Consumer Group Encourages AG Probe into J&J Document Destruction
The U.S. Attorney General’s office says it is reviewing an open letter submitted by a consumer group encouraging a criminal probe into the destruction by Johnson & Johnson (J&J) of pelvic mesh litigation documents.
That announcement comes after Corporate Action Network (CAN) asked Eric Holder Jr. to explore how and why Ethicon, a division of J&J, and its executives, including CEO Alex Gorsky, either intentionally or allowed to be destroyed thousands of documents relating to its pelvic mesh products.
CAN reports the executive could be facing two possible criminal violations, “obstruction of a criminal investigation of health care offenses and destructions of records in a federal probe,” according to the group’s press release.
Corporation Action Network was founded to hold corporations accountable for their actions when average citizens are harmed.
The group issued its open letter to Holder after a federal magistrate judge determined Ethicon destroyed tens of thousands if not hundreds of thousands of pages of documents pertaining to its top executives and people in a position to have launched the controversial transvaginal mesh implants onto the market. What the company knew and when it knew it is essential information to prove product liability
There are at least 75,000 product liability lawsuits filed around the country against six manufacturers alleging the plastic implants are defective and have caused life-altering injuries to women. Of that number, at least 22,000 cases name Johnson & Johnson and its Ethicon division that sells implantable medical devices for women.
Ethicon is facing the largest number of cases consolidated in one federal court in Charleston, West Virginia. Last month the federal judge overseeing the majority of pelvic mesh litigation cases failed to impose any sanctions on J&J after the document purge was confirmed.
Magistrate Judge Cheryl Eifert, of the U.S. District Court for Southern West Virginia, had determined monetary sanctions could be imposed for the document shredding while there was a litigation hold on those documents.
Johnson & Johnson has requested that the document destruction not be revealed to juries in the cases they face.
According to CAN, the Department of Justice can use is subpoena power to determine whether criminal charges should be filed.
J&J signed a Corporate Integrity Agreement with the Department of Health and Human Services that requires the company to report any misconduct within the company as well as a deferred prosecution agreement with the DOJ that would have required the company to disclose any inadvertent document destruction.
Ethicon’s spokesman Matthew Johnson, told the Washington Post the company “acted appropriately” in the production of documents for litigation. Plaintiffs have not been disadvantaged by any “inadvertent loss of certain, limited documents” said Johnson.

## [Task instructions]
Which people are named in the article about J&J's document destruction?

## [Extracted information]
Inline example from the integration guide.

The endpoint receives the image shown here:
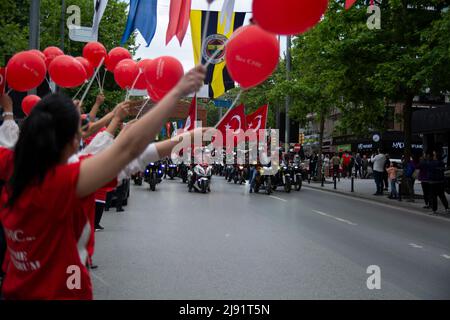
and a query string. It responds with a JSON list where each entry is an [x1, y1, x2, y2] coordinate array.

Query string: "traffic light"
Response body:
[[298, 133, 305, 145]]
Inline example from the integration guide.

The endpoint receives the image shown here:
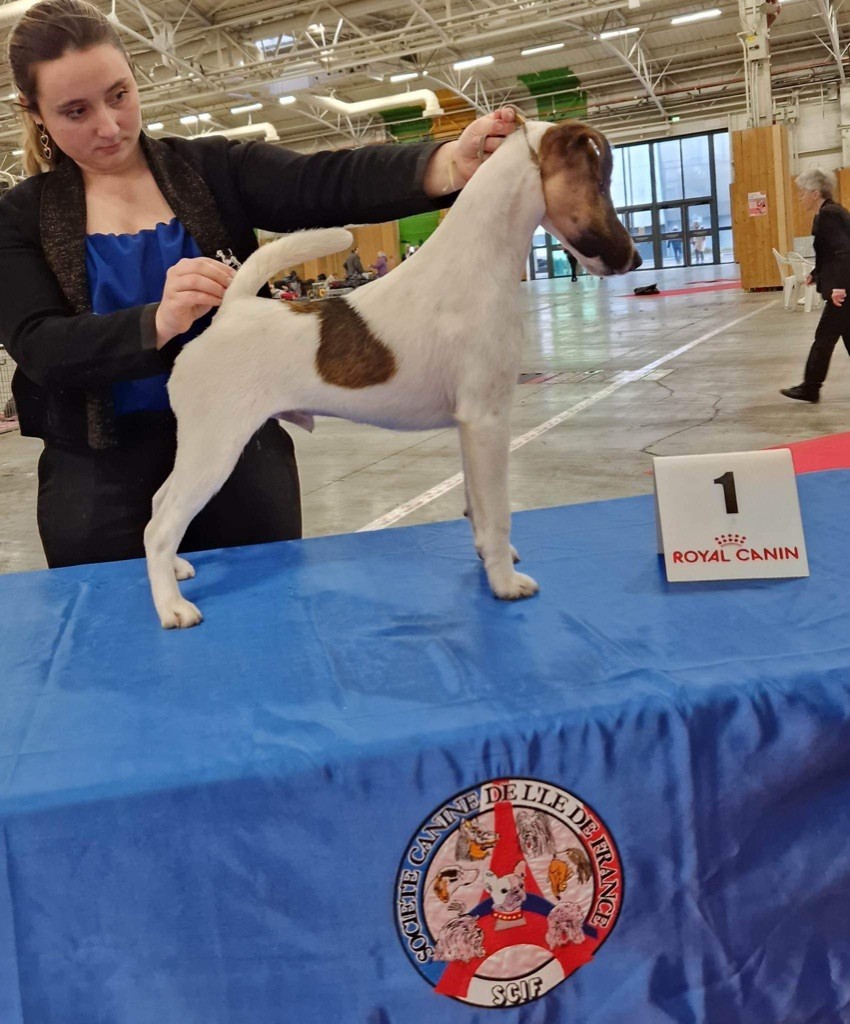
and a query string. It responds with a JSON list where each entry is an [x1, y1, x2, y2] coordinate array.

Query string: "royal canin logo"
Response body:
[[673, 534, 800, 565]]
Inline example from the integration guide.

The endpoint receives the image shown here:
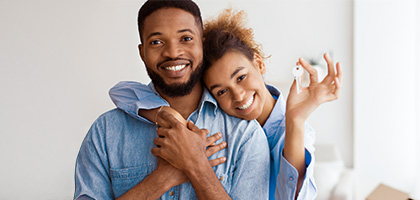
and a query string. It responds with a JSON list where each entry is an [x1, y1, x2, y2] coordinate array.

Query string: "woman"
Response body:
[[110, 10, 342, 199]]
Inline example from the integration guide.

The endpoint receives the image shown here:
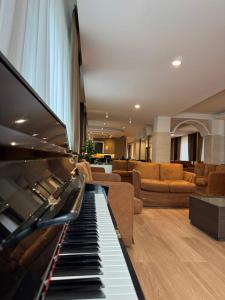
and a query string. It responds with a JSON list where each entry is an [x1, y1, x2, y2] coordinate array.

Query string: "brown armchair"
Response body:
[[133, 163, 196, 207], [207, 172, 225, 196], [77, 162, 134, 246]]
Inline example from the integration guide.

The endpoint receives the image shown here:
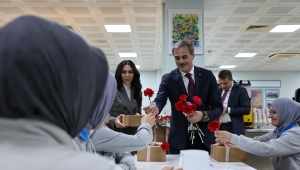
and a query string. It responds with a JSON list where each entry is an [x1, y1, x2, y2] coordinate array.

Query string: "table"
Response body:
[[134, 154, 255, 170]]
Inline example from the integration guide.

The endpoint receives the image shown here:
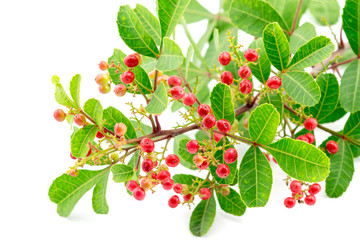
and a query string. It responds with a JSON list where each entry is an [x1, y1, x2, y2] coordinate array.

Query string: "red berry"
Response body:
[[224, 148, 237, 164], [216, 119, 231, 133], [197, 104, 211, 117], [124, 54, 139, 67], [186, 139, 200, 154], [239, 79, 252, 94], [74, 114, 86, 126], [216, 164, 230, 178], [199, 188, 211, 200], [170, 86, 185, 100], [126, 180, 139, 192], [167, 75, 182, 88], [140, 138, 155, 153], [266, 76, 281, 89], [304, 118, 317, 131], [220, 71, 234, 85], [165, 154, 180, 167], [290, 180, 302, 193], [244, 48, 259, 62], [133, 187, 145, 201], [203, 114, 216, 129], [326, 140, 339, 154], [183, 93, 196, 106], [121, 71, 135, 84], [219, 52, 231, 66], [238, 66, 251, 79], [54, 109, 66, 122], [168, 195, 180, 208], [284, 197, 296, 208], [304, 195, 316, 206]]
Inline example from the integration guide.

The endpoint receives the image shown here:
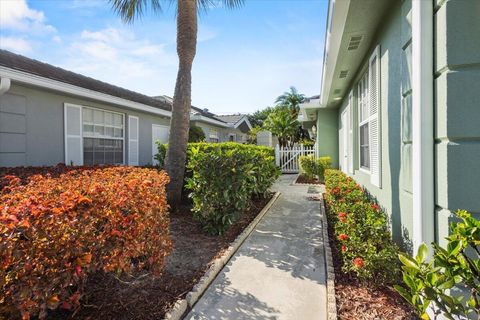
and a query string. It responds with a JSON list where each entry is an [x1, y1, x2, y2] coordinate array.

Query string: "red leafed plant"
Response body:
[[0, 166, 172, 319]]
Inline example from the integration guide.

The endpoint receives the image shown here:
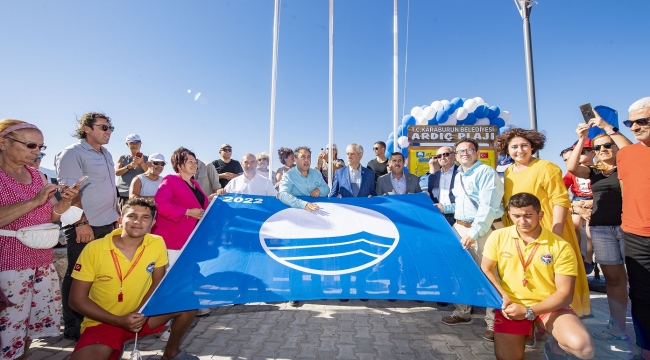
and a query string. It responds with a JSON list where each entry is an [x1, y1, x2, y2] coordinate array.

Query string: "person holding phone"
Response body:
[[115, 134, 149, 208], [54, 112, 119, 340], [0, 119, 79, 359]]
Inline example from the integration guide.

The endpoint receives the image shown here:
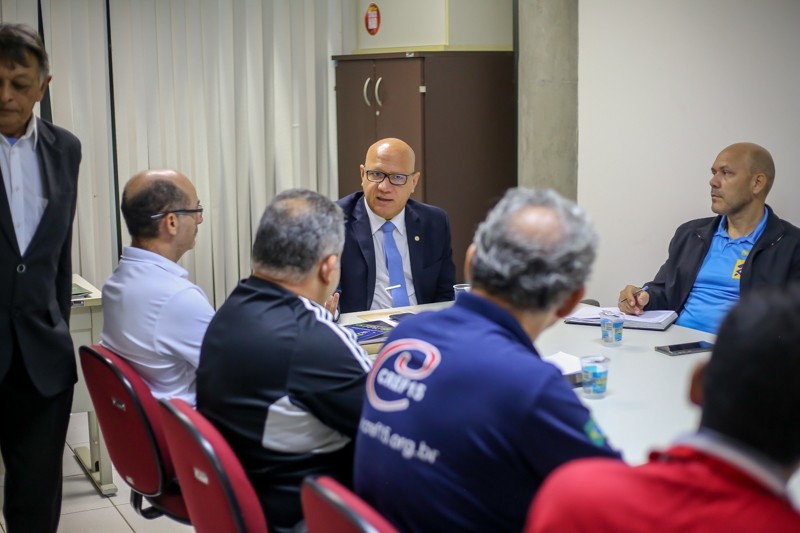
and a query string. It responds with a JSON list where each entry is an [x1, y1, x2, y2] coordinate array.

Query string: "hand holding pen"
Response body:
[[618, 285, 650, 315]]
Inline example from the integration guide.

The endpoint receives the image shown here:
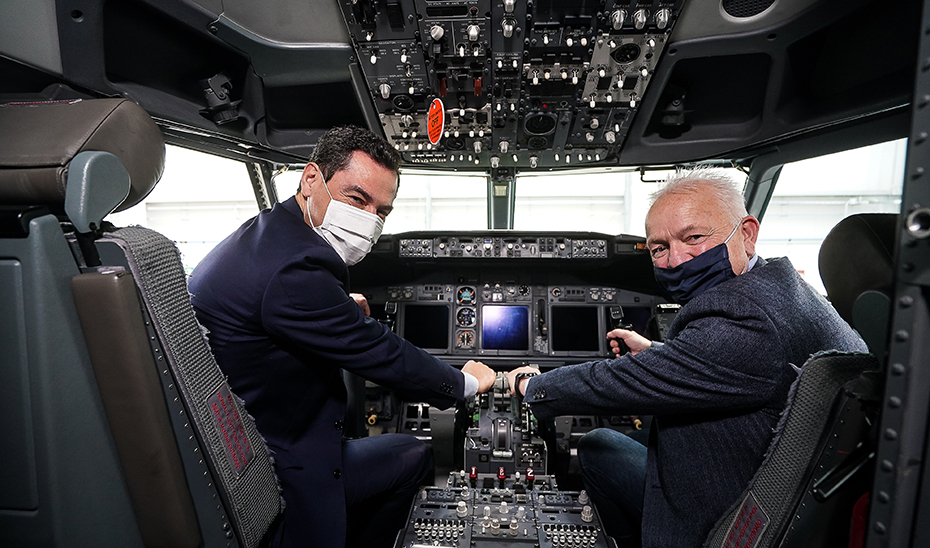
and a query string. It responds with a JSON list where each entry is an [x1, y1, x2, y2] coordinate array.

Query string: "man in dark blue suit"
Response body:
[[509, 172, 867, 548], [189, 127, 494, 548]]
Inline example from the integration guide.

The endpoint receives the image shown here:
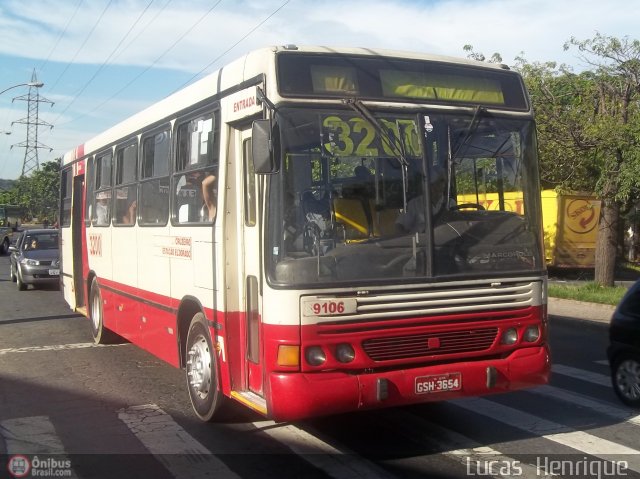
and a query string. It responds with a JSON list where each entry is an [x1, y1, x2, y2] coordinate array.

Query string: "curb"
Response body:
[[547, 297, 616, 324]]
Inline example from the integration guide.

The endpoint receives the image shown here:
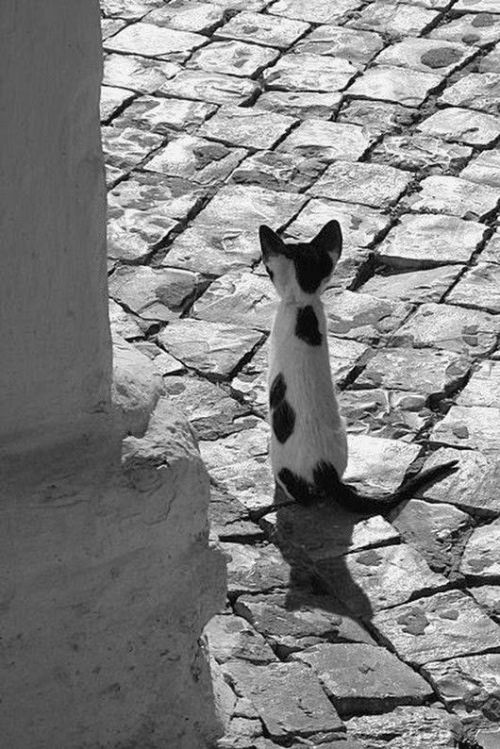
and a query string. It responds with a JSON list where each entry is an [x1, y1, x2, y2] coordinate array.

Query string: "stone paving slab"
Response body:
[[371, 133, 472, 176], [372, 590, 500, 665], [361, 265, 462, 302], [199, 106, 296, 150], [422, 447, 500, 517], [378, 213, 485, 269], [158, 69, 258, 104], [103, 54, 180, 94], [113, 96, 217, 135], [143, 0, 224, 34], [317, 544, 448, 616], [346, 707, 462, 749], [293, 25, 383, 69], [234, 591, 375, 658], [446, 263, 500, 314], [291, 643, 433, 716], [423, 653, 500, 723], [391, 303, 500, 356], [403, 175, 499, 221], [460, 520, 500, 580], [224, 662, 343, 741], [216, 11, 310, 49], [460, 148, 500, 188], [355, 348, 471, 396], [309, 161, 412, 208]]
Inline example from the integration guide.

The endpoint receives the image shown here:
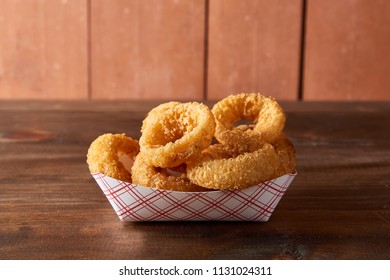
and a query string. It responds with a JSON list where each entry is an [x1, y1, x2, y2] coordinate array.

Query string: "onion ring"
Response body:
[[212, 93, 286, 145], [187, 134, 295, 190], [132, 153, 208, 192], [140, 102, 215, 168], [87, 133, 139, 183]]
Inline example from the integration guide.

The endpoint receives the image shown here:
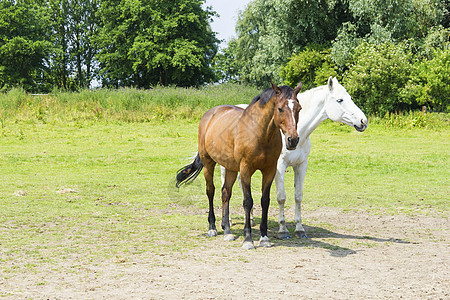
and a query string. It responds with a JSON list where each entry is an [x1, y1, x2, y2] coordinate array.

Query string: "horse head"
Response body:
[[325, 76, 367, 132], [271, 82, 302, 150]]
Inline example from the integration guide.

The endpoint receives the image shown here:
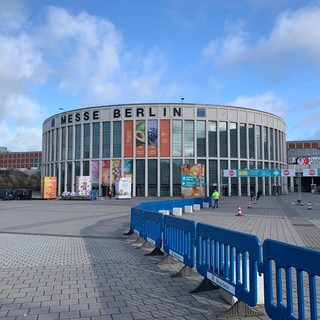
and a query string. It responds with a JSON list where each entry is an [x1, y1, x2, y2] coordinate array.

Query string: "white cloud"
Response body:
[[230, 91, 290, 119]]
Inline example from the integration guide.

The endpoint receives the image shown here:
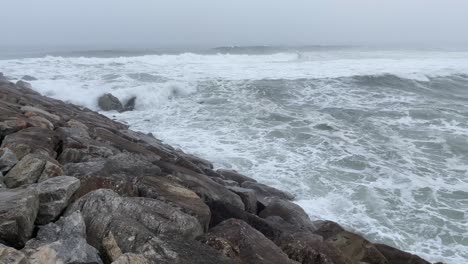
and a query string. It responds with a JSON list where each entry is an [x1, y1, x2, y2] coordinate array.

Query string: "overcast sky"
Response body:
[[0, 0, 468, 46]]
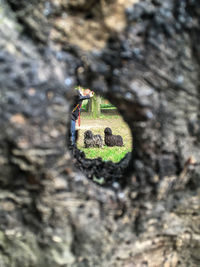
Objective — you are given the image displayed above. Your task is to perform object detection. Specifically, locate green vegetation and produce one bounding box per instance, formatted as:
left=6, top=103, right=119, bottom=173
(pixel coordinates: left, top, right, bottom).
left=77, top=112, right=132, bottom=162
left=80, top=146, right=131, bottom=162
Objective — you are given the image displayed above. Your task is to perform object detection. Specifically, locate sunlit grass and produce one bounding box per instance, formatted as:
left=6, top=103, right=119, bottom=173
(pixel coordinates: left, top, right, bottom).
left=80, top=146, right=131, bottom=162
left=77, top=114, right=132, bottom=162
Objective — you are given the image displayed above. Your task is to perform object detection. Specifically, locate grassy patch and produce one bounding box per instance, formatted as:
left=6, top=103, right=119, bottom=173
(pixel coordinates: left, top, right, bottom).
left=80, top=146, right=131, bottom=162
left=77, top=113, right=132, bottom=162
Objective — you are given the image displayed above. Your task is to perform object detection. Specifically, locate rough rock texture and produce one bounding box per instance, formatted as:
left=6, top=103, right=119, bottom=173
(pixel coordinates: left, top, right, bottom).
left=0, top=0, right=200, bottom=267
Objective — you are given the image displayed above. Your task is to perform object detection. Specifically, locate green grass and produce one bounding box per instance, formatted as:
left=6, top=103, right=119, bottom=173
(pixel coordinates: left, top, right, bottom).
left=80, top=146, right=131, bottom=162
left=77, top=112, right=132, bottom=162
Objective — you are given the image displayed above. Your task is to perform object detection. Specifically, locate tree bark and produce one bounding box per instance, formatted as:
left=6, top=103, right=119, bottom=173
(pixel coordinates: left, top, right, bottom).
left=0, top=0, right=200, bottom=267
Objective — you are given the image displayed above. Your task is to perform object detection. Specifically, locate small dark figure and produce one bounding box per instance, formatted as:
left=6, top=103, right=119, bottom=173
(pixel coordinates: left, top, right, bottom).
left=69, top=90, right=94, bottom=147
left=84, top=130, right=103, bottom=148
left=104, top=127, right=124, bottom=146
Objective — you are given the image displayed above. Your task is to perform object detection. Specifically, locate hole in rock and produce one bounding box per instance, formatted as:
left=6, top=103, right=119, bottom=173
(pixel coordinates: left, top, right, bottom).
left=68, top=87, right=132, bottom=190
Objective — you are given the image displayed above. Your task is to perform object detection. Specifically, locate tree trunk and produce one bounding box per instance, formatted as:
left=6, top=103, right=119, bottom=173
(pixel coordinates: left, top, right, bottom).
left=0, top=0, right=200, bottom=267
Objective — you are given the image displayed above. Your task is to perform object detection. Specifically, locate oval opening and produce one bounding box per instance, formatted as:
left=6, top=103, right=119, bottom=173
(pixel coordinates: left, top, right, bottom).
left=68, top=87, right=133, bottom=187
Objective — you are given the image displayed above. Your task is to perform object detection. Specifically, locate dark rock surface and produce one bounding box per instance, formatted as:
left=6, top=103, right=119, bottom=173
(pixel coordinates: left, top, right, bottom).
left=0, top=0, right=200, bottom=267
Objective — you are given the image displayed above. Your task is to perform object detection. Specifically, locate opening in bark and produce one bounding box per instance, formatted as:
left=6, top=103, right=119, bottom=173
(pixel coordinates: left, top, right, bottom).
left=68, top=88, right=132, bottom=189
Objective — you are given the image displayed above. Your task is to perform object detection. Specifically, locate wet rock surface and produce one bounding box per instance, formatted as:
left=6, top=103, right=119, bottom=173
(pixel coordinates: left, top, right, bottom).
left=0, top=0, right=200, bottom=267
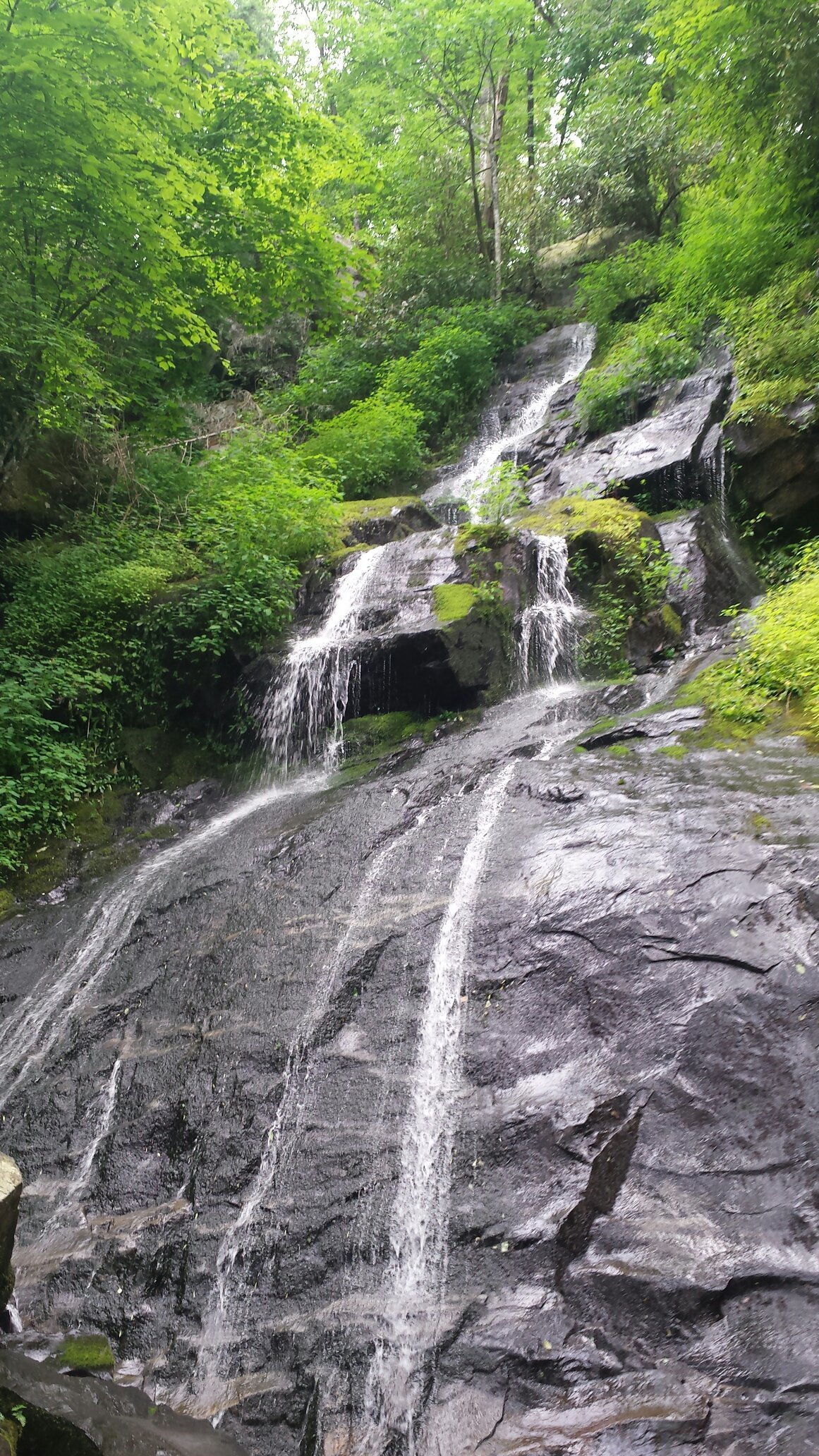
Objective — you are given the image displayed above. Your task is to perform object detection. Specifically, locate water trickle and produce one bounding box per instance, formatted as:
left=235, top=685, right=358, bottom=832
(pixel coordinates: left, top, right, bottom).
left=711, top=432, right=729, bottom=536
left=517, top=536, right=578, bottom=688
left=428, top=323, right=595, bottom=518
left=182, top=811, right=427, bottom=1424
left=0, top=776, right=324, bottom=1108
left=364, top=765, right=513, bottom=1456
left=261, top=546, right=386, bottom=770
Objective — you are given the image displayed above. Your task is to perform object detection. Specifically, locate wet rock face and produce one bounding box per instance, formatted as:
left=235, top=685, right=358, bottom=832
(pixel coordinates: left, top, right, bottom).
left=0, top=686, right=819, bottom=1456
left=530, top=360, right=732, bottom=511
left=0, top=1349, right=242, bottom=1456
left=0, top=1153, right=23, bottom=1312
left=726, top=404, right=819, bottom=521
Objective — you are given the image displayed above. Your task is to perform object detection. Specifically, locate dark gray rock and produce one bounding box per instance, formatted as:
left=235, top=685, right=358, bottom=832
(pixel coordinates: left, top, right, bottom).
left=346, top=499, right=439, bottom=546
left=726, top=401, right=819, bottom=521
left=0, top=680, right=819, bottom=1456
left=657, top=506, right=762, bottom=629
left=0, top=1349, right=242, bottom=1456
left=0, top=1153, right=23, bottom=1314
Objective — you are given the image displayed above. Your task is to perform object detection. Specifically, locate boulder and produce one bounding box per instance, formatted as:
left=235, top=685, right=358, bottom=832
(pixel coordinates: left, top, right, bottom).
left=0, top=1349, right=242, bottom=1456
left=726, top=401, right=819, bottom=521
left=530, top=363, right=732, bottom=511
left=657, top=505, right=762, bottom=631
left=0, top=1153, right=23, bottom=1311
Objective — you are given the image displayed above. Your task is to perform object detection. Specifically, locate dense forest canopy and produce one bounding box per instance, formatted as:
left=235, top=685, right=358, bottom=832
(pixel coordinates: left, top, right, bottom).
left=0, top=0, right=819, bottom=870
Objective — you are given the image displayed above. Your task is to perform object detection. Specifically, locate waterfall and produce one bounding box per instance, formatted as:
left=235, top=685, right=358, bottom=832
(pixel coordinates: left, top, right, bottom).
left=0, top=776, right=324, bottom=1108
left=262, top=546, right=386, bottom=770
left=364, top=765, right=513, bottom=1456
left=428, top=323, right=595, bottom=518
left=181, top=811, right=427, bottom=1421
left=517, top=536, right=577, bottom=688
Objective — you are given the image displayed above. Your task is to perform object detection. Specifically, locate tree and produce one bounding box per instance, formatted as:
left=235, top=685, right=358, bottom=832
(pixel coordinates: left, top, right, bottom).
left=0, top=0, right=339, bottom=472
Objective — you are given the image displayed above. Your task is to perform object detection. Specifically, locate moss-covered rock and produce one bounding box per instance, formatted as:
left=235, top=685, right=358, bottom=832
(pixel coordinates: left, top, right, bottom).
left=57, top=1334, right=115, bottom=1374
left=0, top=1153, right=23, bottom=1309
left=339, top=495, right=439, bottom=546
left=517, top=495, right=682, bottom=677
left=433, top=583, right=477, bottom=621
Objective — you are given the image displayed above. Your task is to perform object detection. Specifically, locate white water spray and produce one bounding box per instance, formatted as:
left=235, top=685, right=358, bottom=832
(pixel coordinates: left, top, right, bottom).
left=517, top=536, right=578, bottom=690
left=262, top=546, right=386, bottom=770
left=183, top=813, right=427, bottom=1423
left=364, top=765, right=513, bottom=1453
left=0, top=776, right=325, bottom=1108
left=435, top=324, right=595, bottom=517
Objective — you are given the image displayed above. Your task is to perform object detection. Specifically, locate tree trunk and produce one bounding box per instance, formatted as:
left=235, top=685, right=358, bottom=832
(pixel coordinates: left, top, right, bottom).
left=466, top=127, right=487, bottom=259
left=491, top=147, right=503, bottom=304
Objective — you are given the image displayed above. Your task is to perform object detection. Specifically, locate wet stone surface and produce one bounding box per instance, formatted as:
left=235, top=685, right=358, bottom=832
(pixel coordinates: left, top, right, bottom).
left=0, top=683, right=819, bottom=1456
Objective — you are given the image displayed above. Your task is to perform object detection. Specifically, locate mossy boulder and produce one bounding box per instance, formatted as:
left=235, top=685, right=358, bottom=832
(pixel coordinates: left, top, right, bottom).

## [Answer to this task]
Eric Holder Jr., Alex Gorsky, Cheryl Eifert, Matthew Johnson